Nous vivons plus que jamais dans un monde interconnecté qui nous permet d’être plus conscientisés aux réalités des différentes sociétés qui peuplent notre Terre.

Cet éveil planétaire apporte toutefois une grande confusion, car il multiplie les perspectives pour lesquelles nous pouvons opter, à commencer par celles du Canada anglais et des États-Unis, afin d’apprécier notre propre réalité locale. Soudainement, tout évènement se déroulant aux quatre coins du monde a le potentiel d’avoir un effet papillon jusque dans nos chaumières.

Le hic avec cette prise de conscience, c’est qu’on éteint parfois nos propres lumières à force de contempler celles des autres.

De nos jours, il est possible de s’enfermer chez soi et de devenir un citoyen du monde sans même adresser la parole à son propre voisin. Ce phénomène se traduit inévitablement en bulles sociales qui se côtoient brièvement sans vraiment s’enraciner ni aboutir à un réel dialogue.

En lisant le titre de l’article, vous vous demandez sûrement : mais où veut-il en venir au juste ?

En tant que fils d’immigrants vietnamiens, je n’aurais jamais pu bien saisir la culture québécoise sans avoir été personnellement en contact avec les gens qui la font vivre.

Des expériences marquantes

Sans la plus gentille des familles originaire de Jonquière qui m’amenait moi et mon ami libanais au hockey chaque fin de semaine, car nos parents étaient trop occupés à mettre du pain sur la table, je n’aurais jamais eu la chance d’être exposé à un accueil aussi chaleureux et d’échanger sur nos particularités culturelles comme la différence d’heure du souper !

Si je n’étais pas allé à l’école francophone, je n’aurais pas réalisé le cheminement des Canadiens français à travers leur émancipation qui a conduit au développement d’une société unique en Amérique à laquelle j’ai voulu participer. Je ne me serais probablement pas non plus fait un réseau d’amis pour la vie et je n’aurais pas développé l’accent d’ici !

Sans tous mes stages en médecine qui m’ont permis de m’exiler l’histoire de quelques mois en Abitibi ou en Gaspésie ou mon voyage avec mon ami vietnamien jusqu’à la terre natale de Gilles Vigneault aux confins de la Côte-Nord, je n’aurais jamais pu goûter à tout ce que les gens du pays ont à offrir, et surtout pas aux bons pétoncles de Chez Julie à Havre-Saint-Pierre !

----------------

Consigne à suivre –
Dans le texte sur la découverte de la culture québécoise, de quelle ville venait la famille qui emmenait le narrateur et son ami libanais au hockey chaque fin de semaine ?

----------------

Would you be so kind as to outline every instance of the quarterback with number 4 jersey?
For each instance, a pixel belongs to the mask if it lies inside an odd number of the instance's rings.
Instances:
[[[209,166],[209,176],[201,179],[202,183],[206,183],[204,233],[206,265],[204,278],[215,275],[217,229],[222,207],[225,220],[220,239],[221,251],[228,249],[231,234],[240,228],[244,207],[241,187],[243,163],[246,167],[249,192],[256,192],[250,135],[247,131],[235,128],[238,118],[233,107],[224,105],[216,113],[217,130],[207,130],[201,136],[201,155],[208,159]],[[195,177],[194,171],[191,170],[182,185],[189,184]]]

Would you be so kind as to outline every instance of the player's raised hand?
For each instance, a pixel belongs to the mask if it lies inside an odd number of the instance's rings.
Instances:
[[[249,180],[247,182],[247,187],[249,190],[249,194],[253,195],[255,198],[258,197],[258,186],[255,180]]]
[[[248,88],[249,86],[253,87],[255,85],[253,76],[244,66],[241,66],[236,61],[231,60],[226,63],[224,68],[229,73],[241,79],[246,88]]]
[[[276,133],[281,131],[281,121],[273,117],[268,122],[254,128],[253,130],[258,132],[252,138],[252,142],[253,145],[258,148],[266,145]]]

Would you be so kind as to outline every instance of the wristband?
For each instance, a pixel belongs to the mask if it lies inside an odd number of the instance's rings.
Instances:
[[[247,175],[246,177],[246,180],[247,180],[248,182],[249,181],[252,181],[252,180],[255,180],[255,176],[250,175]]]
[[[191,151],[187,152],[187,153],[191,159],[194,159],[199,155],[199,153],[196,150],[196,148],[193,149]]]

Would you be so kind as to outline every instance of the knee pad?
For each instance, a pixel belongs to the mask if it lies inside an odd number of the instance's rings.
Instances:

----------------

Réponse attendue –
De Jonquière.